Copy out the stretch from the start of the rows through the line that contains "[303,592,440,646]", requests included, but shift every bounding-box coordinate in the answers up by 99. Leave the pictures out.

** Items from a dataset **
++++++++++++++++++++

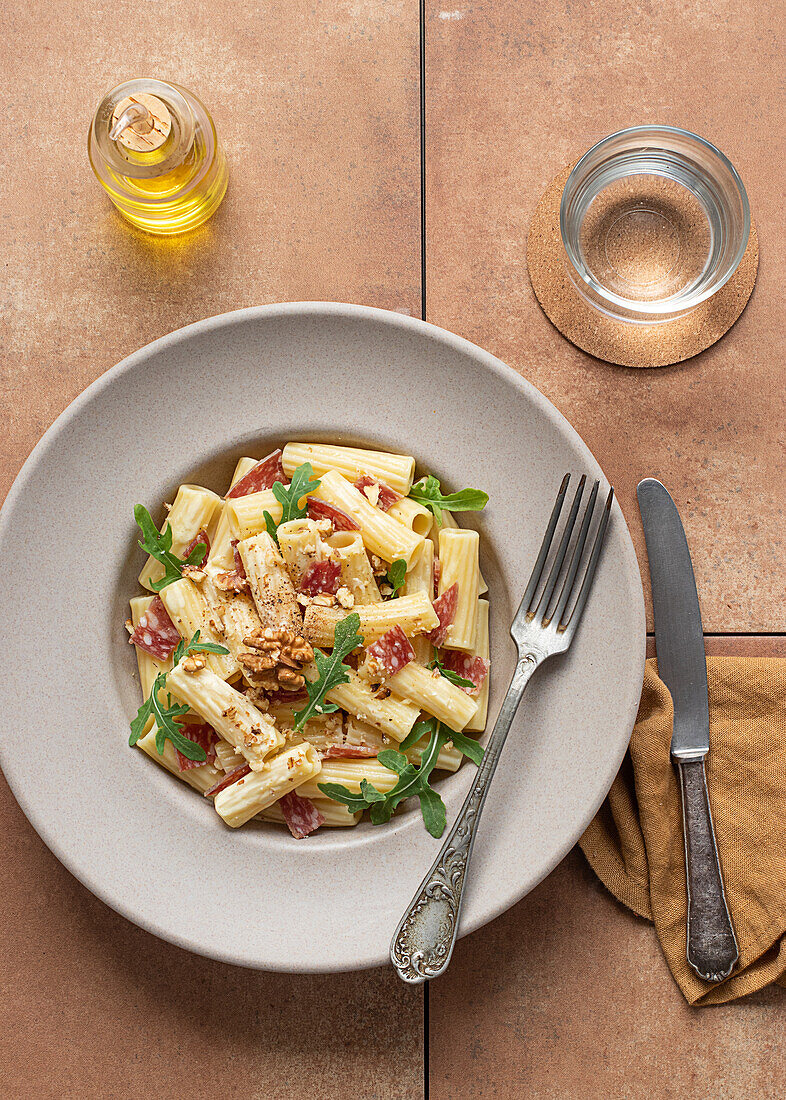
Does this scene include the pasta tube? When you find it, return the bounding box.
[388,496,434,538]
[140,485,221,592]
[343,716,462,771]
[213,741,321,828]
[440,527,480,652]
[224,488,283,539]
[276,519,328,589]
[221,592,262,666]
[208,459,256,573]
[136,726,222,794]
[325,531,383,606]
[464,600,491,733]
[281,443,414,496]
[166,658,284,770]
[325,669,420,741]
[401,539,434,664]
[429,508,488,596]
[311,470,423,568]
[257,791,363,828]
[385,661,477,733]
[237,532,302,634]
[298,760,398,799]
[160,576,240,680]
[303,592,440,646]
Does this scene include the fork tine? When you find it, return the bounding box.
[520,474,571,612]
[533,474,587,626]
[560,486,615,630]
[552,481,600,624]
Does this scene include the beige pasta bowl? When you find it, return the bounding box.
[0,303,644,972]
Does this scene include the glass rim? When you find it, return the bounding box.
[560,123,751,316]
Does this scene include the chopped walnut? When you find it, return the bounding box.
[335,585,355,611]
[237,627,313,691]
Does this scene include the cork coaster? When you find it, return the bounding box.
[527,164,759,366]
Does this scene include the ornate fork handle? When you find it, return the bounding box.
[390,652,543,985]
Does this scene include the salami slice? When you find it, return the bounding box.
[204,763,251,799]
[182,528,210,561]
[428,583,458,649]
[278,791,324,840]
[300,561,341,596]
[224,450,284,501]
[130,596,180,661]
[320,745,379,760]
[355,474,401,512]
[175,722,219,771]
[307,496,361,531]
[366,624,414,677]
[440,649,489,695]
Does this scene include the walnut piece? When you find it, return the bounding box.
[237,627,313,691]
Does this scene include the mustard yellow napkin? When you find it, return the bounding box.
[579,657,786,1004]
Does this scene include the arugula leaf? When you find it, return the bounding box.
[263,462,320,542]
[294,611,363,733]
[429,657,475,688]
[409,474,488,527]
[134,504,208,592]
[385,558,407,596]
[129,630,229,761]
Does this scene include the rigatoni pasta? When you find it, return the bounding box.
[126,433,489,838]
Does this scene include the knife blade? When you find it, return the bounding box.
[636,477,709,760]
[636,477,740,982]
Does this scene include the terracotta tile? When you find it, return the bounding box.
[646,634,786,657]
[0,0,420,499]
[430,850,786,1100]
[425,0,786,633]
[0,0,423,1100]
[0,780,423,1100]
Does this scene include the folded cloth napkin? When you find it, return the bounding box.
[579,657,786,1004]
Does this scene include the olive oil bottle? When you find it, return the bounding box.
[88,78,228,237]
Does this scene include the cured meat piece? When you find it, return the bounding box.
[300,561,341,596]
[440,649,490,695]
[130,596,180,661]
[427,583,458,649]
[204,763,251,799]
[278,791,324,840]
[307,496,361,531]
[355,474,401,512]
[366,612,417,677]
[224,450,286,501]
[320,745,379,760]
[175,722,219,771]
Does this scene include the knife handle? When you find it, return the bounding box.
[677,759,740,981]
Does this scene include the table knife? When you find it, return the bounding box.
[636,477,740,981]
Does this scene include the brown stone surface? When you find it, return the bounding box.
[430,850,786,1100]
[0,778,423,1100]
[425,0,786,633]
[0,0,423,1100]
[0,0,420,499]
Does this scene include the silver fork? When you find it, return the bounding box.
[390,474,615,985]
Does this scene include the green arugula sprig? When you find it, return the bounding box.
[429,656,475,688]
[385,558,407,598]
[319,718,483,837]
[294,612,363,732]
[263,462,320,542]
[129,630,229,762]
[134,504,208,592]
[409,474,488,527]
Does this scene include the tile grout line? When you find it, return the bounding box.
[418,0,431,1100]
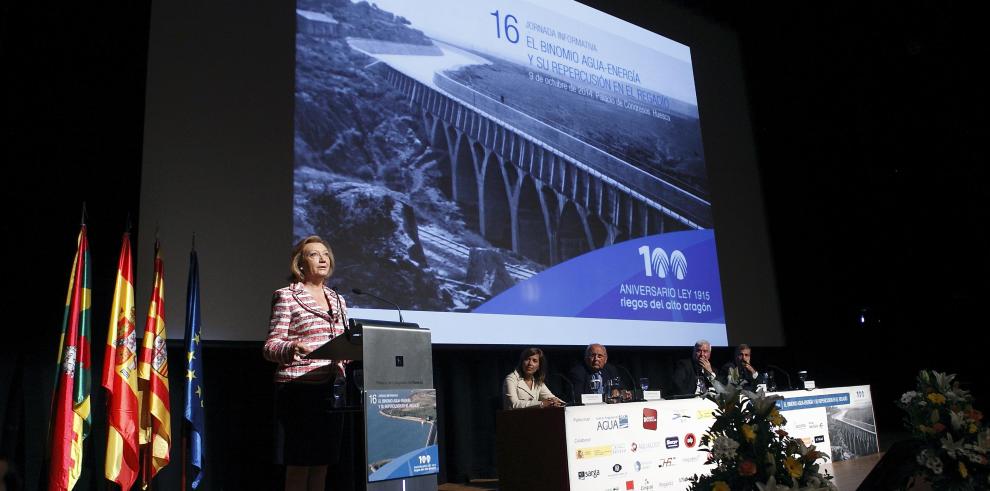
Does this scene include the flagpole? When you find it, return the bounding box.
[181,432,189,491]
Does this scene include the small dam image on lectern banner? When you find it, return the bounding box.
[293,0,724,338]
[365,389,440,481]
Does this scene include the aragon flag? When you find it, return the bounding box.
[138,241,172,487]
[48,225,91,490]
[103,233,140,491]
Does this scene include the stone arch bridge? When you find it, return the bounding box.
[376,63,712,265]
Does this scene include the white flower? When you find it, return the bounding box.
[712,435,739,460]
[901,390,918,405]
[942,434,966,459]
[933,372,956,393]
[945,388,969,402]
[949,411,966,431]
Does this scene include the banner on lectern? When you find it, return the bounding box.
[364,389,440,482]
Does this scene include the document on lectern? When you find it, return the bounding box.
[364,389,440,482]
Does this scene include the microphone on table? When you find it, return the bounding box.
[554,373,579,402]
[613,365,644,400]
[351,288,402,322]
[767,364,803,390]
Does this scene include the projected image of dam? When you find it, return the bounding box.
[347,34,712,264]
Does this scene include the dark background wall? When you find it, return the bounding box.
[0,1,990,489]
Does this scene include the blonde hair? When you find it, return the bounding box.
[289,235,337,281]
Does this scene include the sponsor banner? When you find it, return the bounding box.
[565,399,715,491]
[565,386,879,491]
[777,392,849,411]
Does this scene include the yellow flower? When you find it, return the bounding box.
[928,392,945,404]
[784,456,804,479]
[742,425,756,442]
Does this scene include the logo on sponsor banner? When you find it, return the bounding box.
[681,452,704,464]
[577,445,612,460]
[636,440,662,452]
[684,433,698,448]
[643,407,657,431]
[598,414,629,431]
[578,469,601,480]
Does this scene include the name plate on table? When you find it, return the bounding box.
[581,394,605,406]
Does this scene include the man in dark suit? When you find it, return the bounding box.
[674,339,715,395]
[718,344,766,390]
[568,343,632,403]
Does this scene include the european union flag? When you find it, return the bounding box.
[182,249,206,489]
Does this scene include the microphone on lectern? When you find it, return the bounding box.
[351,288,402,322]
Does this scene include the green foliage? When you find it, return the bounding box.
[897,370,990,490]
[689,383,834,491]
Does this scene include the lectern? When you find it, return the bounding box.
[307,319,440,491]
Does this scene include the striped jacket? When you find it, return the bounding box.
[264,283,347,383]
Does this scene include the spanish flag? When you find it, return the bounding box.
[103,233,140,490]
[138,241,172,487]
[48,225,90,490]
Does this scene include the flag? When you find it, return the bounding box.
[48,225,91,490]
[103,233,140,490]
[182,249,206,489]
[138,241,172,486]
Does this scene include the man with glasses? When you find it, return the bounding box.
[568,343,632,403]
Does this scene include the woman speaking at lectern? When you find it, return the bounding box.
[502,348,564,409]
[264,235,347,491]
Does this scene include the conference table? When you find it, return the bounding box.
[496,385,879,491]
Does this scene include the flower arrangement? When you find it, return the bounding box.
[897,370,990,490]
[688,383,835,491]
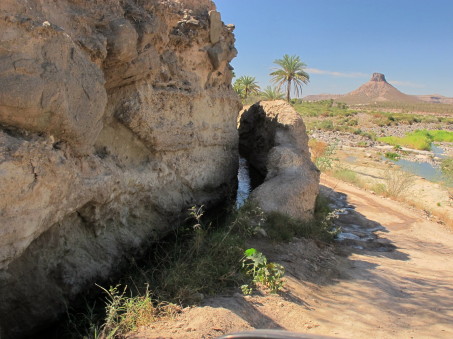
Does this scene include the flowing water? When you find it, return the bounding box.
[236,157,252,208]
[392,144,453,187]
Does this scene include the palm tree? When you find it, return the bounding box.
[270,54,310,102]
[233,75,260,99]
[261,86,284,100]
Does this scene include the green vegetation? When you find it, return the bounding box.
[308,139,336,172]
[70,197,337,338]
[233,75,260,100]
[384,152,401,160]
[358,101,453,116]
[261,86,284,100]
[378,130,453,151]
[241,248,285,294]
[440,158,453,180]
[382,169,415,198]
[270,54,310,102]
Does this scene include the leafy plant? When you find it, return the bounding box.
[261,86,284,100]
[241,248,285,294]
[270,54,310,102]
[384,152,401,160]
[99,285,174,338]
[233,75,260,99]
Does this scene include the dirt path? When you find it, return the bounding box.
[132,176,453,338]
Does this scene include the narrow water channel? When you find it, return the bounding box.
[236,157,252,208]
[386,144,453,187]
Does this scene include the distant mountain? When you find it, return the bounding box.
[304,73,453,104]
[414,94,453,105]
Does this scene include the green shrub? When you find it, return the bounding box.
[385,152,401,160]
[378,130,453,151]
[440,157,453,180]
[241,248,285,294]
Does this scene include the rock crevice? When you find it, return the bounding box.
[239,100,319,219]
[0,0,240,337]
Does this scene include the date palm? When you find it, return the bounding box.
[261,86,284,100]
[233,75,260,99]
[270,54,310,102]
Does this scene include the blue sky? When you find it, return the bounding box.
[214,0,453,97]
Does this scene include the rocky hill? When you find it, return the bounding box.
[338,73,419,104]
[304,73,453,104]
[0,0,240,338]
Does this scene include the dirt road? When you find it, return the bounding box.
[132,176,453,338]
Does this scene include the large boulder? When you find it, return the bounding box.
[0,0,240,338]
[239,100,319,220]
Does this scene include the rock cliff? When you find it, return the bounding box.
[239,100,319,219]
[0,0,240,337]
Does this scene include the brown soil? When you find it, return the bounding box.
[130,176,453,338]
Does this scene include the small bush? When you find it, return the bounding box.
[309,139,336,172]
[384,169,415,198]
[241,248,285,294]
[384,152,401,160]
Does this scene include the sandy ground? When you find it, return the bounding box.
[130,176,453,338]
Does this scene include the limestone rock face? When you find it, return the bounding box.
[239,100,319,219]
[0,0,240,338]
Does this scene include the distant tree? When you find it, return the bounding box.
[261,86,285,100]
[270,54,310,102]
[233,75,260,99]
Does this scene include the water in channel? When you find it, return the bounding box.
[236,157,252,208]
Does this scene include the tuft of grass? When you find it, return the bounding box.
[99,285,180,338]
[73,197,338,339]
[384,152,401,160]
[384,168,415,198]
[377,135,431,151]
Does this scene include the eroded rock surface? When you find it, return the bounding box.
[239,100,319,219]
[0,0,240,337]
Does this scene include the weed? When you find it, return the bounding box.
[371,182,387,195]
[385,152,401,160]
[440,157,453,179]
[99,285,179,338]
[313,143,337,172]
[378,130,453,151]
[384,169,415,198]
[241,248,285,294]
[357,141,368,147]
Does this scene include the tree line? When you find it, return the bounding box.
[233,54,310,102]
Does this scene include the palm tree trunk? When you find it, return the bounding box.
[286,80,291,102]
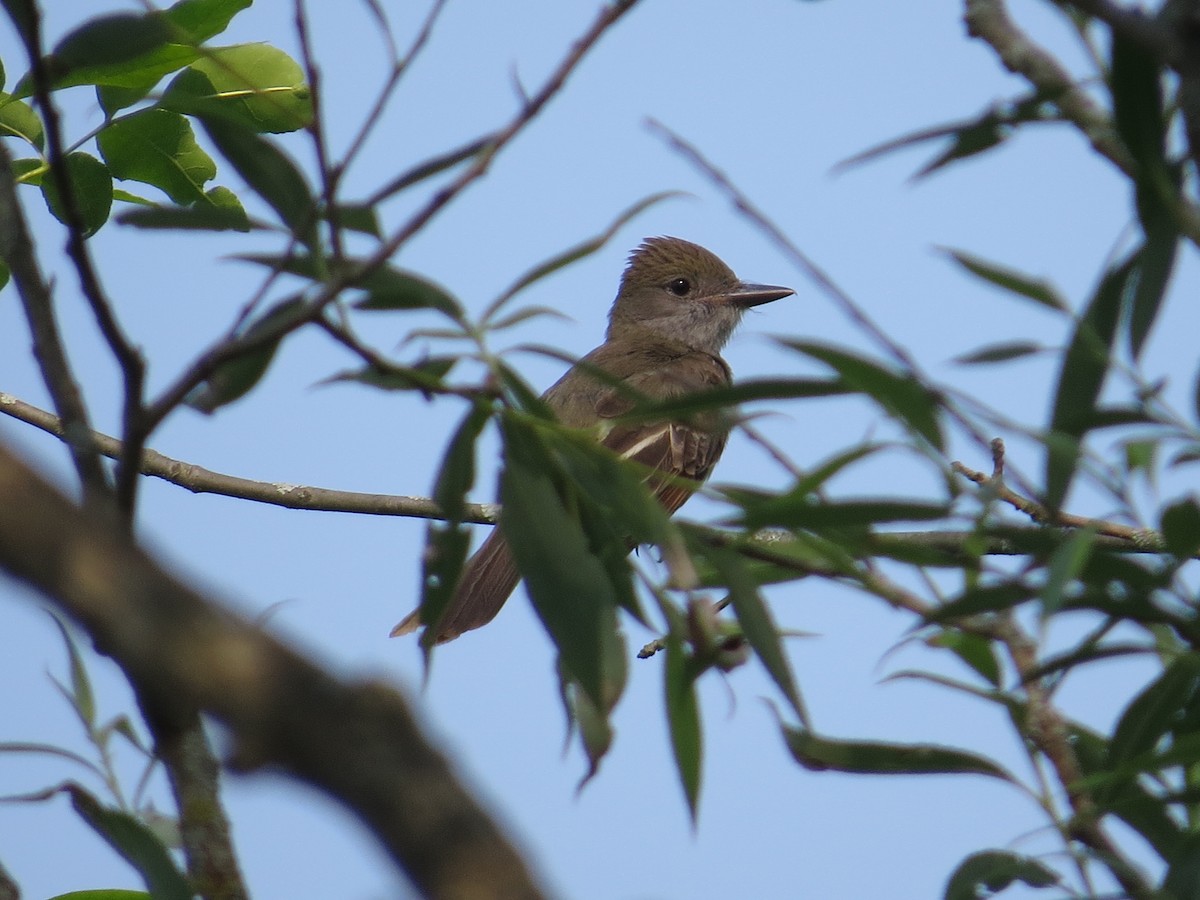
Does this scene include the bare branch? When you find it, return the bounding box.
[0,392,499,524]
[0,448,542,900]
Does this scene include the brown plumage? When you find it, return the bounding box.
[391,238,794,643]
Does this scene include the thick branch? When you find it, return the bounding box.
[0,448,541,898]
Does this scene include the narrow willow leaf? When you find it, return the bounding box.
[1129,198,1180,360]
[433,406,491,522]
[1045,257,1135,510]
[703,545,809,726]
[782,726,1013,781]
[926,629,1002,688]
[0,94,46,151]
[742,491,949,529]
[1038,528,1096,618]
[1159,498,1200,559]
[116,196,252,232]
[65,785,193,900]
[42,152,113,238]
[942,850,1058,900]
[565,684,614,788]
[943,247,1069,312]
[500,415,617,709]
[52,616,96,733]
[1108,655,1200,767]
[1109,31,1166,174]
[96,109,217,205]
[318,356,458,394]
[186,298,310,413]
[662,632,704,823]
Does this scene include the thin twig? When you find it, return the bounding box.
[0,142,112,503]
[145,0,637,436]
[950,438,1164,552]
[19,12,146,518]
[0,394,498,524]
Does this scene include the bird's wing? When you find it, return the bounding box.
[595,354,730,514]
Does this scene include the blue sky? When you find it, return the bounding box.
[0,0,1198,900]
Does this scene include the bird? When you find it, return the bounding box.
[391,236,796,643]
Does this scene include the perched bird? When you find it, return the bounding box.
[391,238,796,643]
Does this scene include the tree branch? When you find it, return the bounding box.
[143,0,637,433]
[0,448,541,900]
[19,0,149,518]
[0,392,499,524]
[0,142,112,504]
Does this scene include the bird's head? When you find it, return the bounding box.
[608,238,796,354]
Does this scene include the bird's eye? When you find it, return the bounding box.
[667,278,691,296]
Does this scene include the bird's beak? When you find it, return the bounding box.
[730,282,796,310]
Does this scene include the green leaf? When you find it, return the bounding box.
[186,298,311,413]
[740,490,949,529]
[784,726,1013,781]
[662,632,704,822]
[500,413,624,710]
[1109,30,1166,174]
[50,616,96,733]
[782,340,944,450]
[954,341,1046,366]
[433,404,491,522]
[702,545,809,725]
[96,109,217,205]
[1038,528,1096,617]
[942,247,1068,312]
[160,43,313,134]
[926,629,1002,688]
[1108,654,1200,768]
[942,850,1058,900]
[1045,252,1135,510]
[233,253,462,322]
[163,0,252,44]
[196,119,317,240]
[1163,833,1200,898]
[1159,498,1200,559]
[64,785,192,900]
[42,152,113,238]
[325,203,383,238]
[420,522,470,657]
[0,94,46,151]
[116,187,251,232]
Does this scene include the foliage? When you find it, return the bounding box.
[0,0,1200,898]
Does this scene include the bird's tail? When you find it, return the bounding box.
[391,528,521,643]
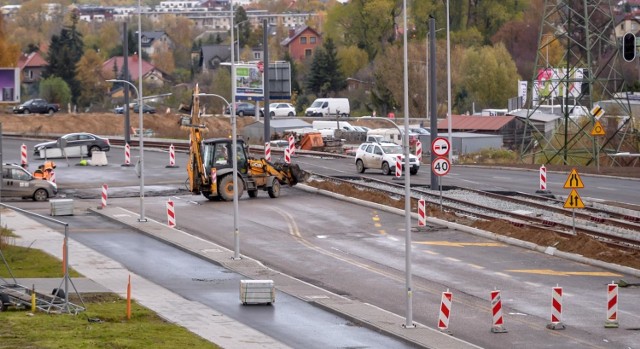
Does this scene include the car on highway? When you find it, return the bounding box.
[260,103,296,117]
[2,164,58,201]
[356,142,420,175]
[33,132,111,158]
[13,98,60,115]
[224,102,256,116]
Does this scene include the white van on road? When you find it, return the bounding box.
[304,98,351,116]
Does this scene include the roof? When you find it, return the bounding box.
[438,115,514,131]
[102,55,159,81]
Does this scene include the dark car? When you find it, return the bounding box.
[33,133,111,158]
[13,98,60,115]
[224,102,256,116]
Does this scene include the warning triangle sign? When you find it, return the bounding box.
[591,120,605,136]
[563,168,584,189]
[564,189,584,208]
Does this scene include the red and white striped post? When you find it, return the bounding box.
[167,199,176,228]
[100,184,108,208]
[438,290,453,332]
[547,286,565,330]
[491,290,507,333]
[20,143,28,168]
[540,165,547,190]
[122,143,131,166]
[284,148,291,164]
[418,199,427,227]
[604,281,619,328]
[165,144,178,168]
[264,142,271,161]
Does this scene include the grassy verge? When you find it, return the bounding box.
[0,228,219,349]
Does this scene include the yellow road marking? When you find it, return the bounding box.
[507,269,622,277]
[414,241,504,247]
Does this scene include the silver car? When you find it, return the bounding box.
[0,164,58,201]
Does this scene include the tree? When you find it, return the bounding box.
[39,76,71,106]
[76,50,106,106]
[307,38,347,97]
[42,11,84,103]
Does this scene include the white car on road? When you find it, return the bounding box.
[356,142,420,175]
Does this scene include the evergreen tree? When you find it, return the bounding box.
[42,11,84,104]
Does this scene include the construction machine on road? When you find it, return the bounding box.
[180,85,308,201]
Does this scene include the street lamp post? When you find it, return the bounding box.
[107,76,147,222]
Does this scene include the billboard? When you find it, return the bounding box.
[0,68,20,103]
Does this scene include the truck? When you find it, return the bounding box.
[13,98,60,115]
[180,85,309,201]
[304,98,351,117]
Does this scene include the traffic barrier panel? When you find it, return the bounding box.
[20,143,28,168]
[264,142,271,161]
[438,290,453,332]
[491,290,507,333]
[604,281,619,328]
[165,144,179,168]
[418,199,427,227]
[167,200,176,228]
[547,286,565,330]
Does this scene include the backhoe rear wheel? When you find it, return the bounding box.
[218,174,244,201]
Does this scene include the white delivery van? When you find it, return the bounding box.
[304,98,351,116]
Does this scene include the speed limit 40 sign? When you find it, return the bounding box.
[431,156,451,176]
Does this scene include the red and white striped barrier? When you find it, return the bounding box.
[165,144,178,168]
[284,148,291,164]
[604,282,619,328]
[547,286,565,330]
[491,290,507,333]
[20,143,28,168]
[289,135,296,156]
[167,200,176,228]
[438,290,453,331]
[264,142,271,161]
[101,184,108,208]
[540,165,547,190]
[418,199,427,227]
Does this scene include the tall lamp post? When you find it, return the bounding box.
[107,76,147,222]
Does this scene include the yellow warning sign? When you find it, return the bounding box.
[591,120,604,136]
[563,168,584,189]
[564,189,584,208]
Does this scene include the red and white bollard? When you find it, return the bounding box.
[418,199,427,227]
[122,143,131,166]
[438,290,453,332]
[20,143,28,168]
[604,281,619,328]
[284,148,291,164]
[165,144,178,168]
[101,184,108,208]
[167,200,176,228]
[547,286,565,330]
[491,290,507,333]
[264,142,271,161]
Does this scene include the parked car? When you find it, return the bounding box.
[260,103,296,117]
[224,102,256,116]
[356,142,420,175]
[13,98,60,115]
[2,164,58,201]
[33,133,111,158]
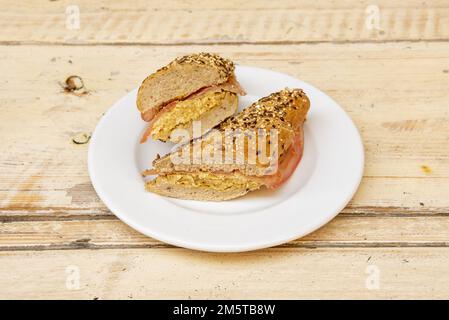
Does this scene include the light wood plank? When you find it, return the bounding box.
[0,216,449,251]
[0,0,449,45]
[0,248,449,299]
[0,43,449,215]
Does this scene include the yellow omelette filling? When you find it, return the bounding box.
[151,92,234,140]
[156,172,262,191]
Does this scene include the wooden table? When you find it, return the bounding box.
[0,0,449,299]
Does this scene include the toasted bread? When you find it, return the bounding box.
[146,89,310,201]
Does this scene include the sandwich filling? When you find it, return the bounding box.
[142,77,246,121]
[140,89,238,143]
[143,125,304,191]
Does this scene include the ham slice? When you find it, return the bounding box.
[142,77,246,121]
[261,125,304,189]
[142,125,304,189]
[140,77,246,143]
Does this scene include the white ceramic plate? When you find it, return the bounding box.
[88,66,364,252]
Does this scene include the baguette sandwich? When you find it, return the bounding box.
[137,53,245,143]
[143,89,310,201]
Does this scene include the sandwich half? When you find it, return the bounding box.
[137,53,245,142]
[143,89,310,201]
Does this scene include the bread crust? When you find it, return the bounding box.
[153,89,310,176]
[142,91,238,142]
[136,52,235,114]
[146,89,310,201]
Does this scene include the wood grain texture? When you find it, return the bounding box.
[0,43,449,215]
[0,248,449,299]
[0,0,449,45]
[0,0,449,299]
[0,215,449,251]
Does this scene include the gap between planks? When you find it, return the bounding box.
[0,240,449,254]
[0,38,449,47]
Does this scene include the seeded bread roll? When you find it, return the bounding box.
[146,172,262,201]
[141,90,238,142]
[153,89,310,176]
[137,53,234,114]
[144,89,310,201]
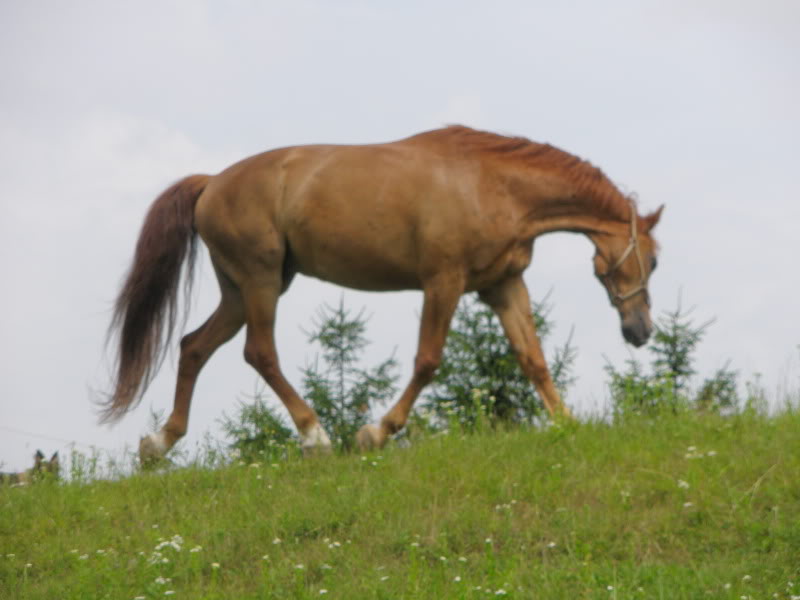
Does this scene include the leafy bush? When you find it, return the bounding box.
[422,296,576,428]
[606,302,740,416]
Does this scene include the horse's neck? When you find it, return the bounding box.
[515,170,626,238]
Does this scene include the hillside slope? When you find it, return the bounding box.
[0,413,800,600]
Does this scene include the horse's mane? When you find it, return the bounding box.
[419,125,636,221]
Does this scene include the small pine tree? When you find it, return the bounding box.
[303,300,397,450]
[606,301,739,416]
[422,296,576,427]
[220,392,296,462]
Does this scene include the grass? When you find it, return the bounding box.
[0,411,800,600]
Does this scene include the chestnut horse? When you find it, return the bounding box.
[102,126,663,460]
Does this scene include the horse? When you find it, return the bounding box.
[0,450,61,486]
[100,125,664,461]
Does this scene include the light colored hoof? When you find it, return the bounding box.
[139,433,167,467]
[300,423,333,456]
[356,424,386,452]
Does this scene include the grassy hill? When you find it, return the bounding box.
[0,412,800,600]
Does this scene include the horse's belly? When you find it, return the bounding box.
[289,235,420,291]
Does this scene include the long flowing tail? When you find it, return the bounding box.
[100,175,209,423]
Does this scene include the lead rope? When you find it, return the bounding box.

++++++++++++++++++++

** COMPLETED TASK **
Does this scene include the pasta tube? When you find it, return the bounding box.
[487,595,533,637]
[239,584,320,691]
[442,815,561,870]
[312,840,420,927]
[539,626,579,751]
[323,587,382,638]
[375,618,427,688]
[320,691,361,765]
[307,558,355,672]
[235,825,321,893]
[424,630,482,705]
[563,699,590,832]
[380,542,513,595]
[265,757,383,869]
[424,768,519,840]
[500,638,533,763]
[528,607,587,695]
[410,569,522,667]
[356,890,462,927]
[484,760,576,832]
[336,631,401,733]
[397,859,497,898]
[259,675,339,779]
[402,691,539,745]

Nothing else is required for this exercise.